Problem details: Working from the line that contains "Objective — one dot per instance of the player's hand" down to the last line below, repeat each line exactly.

__________________________________________________

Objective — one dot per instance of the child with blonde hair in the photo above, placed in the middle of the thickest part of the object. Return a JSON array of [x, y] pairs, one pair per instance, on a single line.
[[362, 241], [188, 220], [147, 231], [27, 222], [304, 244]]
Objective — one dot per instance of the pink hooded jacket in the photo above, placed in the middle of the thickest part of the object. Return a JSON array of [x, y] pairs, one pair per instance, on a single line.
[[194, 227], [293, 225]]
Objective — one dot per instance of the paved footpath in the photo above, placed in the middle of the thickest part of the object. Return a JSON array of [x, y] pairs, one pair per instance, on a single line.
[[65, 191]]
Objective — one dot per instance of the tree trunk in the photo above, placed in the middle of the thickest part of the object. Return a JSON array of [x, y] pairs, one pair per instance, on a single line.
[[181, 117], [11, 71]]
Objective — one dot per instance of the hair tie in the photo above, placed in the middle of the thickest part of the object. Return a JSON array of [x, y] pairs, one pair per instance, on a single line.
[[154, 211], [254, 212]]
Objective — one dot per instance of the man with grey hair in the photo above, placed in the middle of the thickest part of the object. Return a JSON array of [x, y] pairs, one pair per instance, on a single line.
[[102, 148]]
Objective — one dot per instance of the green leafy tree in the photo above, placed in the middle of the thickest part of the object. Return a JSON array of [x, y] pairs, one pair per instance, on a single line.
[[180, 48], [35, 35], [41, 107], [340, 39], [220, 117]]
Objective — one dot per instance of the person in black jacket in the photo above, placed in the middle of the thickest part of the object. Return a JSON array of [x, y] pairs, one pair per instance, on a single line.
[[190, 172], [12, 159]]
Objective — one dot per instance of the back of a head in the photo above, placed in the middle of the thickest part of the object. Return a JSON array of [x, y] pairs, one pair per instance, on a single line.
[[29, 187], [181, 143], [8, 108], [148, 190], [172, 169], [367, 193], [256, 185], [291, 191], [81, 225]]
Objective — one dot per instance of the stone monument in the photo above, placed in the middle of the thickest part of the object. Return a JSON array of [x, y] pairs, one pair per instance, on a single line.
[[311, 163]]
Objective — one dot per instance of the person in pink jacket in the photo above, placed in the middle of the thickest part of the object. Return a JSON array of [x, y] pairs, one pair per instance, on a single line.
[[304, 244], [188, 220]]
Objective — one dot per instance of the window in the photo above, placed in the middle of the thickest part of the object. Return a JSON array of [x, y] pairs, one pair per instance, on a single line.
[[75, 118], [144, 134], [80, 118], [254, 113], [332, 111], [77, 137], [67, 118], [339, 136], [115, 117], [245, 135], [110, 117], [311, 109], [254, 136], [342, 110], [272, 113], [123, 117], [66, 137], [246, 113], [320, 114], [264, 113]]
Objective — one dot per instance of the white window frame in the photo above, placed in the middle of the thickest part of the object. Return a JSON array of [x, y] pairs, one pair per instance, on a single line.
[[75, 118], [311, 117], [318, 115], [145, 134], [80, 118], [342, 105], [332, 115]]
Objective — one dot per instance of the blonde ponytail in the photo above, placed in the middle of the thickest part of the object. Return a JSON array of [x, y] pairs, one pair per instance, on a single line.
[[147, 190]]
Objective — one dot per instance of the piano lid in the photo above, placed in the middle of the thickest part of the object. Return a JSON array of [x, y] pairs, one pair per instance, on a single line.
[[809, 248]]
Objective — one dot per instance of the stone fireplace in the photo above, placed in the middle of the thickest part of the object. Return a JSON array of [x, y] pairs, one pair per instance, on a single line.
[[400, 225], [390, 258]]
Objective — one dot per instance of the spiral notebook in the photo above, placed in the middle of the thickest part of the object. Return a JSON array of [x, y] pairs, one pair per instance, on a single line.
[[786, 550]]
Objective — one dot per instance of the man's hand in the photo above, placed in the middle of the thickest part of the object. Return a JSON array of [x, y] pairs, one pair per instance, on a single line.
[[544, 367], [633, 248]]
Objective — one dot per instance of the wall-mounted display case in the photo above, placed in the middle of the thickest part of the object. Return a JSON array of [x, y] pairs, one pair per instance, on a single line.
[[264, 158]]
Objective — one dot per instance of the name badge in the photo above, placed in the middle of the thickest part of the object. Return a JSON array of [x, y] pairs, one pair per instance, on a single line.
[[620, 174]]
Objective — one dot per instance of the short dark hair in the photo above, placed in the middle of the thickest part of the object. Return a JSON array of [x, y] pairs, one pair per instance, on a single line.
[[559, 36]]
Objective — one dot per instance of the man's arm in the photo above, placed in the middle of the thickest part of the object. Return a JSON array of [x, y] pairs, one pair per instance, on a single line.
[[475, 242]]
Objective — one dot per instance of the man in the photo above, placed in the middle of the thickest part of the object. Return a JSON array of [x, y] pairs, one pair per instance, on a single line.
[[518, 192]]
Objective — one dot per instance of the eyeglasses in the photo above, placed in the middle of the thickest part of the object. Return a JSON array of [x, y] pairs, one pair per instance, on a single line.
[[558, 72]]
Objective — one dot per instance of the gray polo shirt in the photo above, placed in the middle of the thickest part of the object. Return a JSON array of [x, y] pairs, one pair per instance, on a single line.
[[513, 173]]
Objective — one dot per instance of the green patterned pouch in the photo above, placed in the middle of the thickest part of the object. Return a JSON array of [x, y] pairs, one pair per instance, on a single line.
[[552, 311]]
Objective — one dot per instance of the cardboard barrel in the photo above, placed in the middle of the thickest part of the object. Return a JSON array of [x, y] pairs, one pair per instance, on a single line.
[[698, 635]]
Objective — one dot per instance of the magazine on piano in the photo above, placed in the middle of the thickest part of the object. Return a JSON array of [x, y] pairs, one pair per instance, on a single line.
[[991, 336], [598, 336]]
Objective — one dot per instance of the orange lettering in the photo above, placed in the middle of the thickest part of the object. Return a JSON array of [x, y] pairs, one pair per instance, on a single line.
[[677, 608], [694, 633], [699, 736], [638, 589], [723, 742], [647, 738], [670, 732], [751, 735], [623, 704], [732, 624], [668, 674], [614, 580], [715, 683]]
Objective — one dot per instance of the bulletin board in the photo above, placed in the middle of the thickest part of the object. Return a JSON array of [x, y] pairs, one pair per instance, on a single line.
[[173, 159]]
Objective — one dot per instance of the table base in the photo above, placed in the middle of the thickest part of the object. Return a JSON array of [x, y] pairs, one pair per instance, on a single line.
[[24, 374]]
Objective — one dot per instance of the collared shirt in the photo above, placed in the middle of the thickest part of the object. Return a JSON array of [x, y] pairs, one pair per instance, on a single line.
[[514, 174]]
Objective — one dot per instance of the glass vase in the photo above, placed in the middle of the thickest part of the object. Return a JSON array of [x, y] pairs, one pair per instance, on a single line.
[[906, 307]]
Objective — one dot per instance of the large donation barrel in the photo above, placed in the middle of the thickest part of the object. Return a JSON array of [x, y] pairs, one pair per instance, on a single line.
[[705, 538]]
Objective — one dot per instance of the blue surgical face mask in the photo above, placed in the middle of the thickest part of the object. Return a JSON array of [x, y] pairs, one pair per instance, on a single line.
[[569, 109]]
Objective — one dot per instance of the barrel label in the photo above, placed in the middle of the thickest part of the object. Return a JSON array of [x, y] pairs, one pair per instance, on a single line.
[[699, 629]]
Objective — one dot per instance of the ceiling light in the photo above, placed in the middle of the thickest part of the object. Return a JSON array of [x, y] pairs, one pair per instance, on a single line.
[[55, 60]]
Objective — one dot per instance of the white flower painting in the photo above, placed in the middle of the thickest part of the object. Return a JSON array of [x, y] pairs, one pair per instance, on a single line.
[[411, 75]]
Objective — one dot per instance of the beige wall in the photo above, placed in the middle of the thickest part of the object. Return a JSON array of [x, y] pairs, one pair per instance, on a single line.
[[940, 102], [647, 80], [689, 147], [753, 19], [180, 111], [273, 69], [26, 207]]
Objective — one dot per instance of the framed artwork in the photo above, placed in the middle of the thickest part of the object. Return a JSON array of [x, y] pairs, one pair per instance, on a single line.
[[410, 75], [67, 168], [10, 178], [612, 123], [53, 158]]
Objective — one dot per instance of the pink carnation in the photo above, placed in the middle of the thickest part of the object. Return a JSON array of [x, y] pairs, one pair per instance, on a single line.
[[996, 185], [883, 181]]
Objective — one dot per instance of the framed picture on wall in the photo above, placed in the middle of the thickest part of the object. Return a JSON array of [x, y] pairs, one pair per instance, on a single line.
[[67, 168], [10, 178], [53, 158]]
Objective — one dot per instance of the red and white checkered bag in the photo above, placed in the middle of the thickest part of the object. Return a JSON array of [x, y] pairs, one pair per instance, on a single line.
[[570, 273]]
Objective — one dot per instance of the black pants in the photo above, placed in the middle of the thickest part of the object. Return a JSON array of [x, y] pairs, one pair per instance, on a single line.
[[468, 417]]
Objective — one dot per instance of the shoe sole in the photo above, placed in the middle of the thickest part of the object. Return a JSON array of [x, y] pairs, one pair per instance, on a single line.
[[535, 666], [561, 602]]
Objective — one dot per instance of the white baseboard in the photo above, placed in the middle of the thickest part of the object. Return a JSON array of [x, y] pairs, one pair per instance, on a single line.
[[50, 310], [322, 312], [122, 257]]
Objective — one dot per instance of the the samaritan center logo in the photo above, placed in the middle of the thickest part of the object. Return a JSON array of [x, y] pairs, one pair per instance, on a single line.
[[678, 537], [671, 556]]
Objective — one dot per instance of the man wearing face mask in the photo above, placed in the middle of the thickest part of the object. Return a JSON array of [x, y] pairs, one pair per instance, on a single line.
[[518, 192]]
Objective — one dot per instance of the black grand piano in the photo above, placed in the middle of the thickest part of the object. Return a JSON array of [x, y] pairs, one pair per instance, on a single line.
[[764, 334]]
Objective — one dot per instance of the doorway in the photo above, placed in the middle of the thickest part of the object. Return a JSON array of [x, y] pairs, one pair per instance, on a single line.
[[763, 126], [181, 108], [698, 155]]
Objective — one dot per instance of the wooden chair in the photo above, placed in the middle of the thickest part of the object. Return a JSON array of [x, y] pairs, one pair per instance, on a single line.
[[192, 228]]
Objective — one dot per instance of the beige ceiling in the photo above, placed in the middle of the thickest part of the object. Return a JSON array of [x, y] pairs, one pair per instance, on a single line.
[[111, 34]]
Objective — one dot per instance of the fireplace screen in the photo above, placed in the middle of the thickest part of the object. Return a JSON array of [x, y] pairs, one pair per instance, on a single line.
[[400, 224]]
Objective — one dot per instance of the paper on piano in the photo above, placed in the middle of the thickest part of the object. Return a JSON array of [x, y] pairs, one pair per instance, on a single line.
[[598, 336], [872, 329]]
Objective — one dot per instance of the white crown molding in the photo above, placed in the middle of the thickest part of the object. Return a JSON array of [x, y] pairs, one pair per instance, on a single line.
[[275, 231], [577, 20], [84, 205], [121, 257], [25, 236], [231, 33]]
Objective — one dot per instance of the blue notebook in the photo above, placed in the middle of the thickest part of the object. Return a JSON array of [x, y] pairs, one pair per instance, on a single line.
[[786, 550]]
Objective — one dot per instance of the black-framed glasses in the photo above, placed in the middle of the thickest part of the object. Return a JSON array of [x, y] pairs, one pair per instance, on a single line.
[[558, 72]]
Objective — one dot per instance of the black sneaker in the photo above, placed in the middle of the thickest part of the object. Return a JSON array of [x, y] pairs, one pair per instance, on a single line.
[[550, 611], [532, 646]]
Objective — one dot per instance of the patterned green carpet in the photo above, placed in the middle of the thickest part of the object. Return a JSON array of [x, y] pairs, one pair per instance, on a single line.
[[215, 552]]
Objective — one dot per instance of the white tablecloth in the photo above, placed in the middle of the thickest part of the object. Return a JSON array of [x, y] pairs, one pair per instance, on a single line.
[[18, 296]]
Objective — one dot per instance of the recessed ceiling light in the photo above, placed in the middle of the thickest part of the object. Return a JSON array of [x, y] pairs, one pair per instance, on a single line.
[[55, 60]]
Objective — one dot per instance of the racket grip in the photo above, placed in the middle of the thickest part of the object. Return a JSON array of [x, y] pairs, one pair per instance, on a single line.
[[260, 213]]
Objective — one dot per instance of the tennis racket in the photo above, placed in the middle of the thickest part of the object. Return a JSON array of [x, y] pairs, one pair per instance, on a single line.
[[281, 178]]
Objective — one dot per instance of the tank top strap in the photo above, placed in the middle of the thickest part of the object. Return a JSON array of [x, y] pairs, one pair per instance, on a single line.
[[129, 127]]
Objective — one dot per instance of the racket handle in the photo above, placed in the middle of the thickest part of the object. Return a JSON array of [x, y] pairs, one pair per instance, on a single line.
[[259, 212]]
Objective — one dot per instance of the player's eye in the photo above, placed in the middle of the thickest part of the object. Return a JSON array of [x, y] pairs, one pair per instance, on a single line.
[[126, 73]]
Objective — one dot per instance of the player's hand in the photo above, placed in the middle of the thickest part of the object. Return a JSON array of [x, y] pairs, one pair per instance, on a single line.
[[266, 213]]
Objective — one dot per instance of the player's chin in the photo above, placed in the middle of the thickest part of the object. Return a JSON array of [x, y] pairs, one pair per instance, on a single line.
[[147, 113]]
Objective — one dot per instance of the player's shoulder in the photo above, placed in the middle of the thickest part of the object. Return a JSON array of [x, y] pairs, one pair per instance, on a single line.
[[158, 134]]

__________________________________________________

Expected answer:
Objective — one dot per instance of the player's hand in the photo above, placed in the middle of the thickest part of the object. Return a JSON array of [x, y] pairs, one pair per instance, on a single line.
[[266, 213]]
Objective — one dot per instance of the player's chin in the photo above, placed in the middle of the thickest part of the object. Return a JSON array of [x, y] pairs, one pair per instance, on a single line.
[[147, 113]]
Objective — one dot per instance of the player's shoulder in the photo above, placed in the middle of the thickest part of the object. Return a JSON array of [x, y] pairs, one pair per instance, on a single line.
[[158, 134]]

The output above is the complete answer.